Skip to main content
[Preprint]. 2023 Mar 20:rs.3.rs-2070975. [Version 1] doi: 10.21203/rs.3.rs-2070975/v1

Figure 4. Top-down supervised machine learning classification analysis independently reveals an immune health metric highly concordant with that from unsupervised analysis.

Figure 4.

a, Conceptual overview of the supervised machine learning analysis of healthy vs. disease patients using Random Forest classifiers to obtain a probability score of immunological health [the Immune Health Metric (IHM)]. The number of temporally stable features used from each data modality is shown. Models were trained using the subject-level data (n = 182 subjects with serum protein, whole blood transcriptomic, and CBC/TBNK data).

b, Receiver Operating Characteristic (ROC) curve for distinguishing healthy subjects vs. patients using the approach shown in (a).

c, Barplot of the −log10 adjusted p values for features passing a 0.2 FDR significance cutoff (grey dashed line; p values estimated through permutation testing of Global Variable Importance from the Random Forest classifiers); these are top features contributed to the classifier used to derive the IHM. Direction was determined as the sign of the average difference between heathy subjects and patients from all disease groups.

(Dataset items)
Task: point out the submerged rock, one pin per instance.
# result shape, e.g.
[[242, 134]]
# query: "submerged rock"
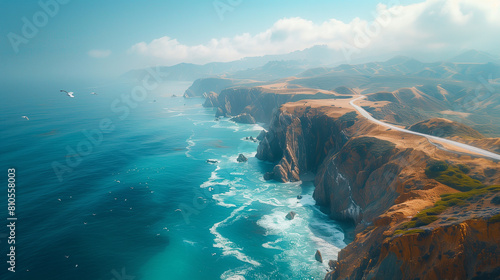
[[261, 135], [318, 256], [268, 176], [291, 215], [242, 158], [332, 264], [219, 113], [244, 118]]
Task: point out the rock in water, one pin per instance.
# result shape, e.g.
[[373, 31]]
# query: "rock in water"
[[261, 135], [332, 264], [318, 256], [244, 118], [268, 176], [291, 215], [241, 158]]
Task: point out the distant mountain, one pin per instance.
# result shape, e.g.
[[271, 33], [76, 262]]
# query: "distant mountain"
[[473, 56], [263, 67], [410, 67], [272, 70]]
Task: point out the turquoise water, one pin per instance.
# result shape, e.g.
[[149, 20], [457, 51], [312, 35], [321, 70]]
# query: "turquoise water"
[[142, 201]]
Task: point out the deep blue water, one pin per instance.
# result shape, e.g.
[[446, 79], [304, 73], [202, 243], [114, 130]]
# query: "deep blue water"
[[141, 200]]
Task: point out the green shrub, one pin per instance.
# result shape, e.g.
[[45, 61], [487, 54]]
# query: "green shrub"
[[452, 176], [495, 219], [411, 231]]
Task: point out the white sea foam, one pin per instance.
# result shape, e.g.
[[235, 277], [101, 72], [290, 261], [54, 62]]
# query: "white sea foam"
[[273, 245], [227, 246], [190, 145], [235, 274], [255, 127]]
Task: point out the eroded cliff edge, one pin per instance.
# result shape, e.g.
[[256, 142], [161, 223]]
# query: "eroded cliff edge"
[[376, 179]]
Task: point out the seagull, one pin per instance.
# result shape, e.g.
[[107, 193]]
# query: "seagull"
[[70, 94]]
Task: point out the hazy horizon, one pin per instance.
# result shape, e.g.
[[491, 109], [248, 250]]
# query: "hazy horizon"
[[68, 39]]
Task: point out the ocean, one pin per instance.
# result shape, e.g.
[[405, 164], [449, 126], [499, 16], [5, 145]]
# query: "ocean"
[[109, 188]]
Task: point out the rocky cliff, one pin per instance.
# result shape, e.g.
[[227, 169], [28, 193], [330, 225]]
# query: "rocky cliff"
[[202, 87], [257, 102], [410, 222]]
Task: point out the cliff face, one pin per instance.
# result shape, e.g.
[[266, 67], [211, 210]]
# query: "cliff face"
[[300, 142], [376, 179], [357, 181], [465, 250], [256, 102]]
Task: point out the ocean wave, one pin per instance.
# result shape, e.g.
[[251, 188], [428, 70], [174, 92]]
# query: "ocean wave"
[[227, 246]]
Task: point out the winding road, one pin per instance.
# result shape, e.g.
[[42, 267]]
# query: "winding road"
[[469, 148]]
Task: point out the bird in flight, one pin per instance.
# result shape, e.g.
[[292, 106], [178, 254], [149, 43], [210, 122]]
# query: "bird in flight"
[[70, 94]]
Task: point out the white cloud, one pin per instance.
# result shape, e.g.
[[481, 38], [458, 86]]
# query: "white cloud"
[[429, 26], [99, 53]]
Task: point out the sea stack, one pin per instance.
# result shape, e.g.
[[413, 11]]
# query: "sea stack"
[[318, 257], [242, 158]]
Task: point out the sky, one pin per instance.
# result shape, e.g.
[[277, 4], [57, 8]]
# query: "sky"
[[74, 38]]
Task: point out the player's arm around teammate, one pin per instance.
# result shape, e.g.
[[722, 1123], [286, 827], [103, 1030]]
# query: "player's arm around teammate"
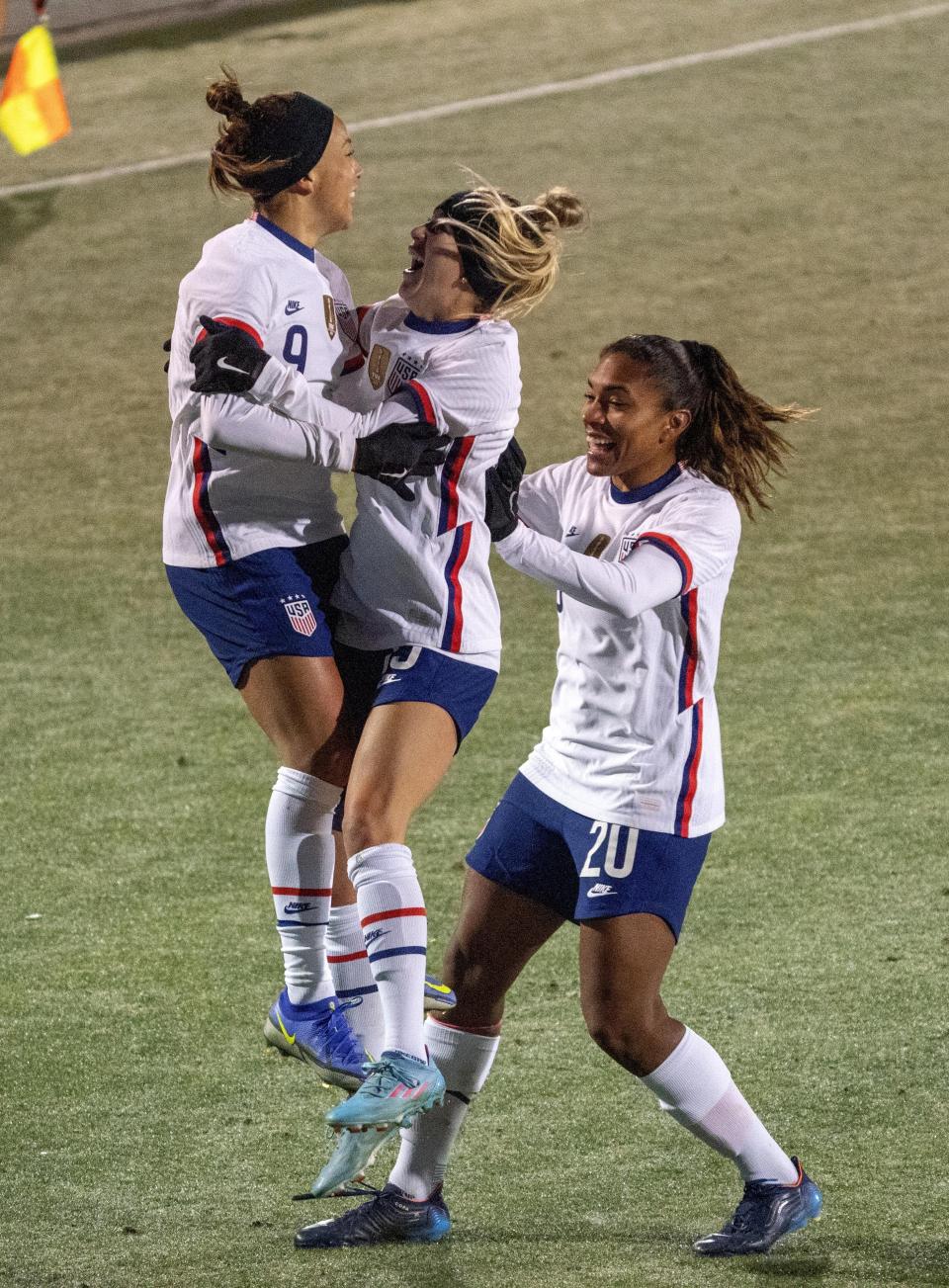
[[608, 820], [418, 629]]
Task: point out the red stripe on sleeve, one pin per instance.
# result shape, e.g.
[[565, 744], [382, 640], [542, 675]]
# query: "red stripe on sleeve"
[[456, 587], [673, 549], [241, 325], [424, 398], [693, 773]]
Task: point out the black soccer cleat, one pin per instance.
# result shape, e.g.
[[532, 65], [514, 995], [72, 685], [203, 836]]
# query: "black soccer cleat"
[[391, 1216], [767, 1212]]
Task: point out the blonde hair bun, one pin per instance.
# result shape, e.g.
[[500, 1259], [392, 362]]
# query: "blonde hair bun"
[[565, 208]]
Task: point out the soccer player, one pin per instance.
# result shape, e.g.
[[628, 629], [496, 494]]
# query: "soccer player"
[[418, 626], [609, 819], [252, 541]]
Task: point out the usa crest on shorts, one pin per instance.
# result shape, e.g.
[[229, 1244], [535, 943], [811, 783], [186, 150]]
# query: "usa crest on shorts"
[[302, 616]]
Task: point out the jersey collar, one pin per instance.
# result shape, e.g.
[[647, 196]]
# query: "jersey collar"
[[276, 230], [417, 323], [641, 493]]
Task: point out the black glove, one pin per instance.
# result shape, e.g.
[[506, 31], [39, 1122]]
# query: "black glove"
[[395, 451], [501, 485], [225, 361]]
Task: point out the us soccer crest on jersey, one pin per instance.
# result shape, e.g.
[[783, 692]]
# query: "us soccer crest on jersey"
[[600, 755], [467, 377], [285, 296]]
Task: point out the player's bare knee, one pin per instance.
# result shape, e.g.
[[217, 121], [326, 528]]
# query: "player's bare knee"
[[471, 976], [628, 1036], [365, 825]]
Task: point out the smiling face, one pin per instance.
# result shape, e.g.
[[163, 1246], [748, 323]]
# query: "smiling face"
[[434, 284], [631, 436], [335, 179]]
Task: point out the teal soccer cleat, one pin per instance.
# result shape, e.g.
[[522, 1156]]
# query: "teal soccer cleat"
[[354, 1153], [391, 1216], [767, 1212], [395, 1089], [320, 1036]]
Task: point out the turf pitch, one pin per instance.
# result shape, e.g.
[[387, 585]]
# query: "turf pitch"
[[790, 208]]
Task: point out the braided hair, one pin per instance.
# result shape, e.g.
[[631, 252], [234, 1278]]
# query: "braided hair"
[[729, 438]]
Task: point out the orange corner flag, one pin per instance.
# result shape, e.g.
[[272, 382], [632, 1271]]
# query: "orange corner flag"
[[33, 109]]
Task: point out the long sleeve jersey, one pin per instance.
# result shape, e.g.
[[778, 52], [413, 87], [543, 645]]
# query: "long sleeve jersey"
[[416, 572], [642, 578]]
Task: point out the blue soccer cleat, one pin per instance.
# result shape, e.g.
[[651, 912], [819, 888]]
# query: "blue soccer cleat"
[[395, 1089], [354, 1153], [319, 1034], [438, 995], [391, 1216], [767, 1212]]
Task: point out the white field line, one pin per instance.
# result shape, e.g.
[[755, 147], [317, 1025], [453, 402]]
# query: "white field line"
[[531, 92]]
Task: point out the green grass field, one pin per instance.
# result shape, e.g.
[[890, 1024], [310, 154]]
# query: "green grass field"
[[790, 208]]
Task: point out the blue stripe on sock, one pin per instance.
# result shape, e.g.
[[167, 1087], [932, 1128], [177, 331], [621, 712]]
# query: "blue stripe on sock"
[[395, 952]]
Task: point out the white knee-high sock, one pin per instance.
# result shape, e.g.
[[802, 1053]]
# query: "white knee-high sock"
[[394, 925], [465, 1059], [352, 976], [693, 1083], [299, 862]]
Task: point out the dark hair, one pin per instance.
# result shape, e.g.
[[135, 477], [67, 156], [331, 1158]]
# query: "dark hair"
[[729, 438], [268, 144]]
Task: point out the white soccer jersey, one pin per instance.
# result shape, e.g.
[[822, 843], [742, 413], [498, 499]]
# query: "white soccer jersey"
[[643, 576], [416, 572], [224, 501]]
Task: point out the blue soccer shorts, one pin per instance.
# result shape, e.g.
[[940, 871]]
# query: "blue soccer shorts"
[[583, 868], [413, 674], [273, 603]]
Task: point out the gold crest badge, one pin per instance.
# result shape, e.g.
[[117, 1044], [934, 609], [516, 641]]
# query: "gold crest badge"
[[598, 545], [379, 365], [330, 314]]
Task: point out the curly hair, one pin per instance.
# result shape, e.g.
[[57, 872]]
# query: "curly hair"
[[729, 438]]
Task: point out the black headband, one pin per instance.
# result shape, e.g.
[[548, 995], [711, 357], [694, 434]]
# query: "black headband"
[[467, 209], [299, 134]]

**Tasks to carry out**
A) According to the figure caption on the immune health metric, why were Random Forest classifiers applied to the healthy and patient data? Answer in one to three sentences.
B) Resume the Figure 4 caption on the immune health metric, starting after its final sentence.
These entries were drawn from a separate source.

**Answers given**
A) The Random Forest classifiers were used to classify healthy subjects versus patients in order to obtain a probability score of immunological health. That score is the Immune Health Metric (IHM).

B)
d, Scatterplot showing correlation between IHM score and the jPC1 scores across subjects. Least squares regression lines included for healthy subjects with correlation statistics shown. 95% confidence interval of the estimated conditional mean is shown. N = 148 and 34 disease patients and healthy subjects, respectively.

e, Boxplots of IHM scores of individual subjects grouped by condition (disease and healthy groups). The healthy group (top row) is shown in red; the statistical significance of the comparison between the condition and the healthy groups is shown for conditions that tested significant (*p < 0.05, **p < 0.01, ***p < 0.001, p values from two-sided Wilcoxon test). Box plot center lines correspond to the median value; lower and upper hinges correspond to the first and third quartiles (the 25th and 75th percentiles), and lower and upper whiskers extend from the box to the smallest or largest value correspondingly, but no further than 1.5X inter-quantile range. AI = autoinflammatory diseases. Telo = telomere disorders. PID = primary immunodeficiencies.

f, Similar to (e), but here showing smoothed density of IHM scores for each of the groups with at least 10 subjects.

g, Scatterplots with trendlines showing the age dependence of the IHM and jPC1 in healthy individuals only (Spearman correlation and p values shown; n = 34 healthy subjects with serum protein, whole blood transcriptomic, and CBC/TBNK data).